■ **REQUIRED WORK**
Reproduce every one of the following entries line for line, changing no character.

■ **RAW DATA**
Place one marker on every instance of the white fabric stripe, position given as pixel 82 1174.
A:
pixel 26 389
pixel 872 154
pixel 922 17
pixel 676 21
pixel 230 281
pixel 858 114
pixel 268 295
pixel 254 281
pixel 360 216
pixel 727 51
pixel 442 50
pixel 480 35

■ **SOLUTION BELOW**
Place one marker on every instance of the white fabric stripe, position given as pixel 82 1174.
A:
pixel 26 389
pixel 872 154
pixel 922 17
pixel 676 21
pixel 230 281
pixel 858 114
pixel 268 295
pixel 254 281
pixel 360 216
pixel 727 51
pixel 442 50
pixel 480 35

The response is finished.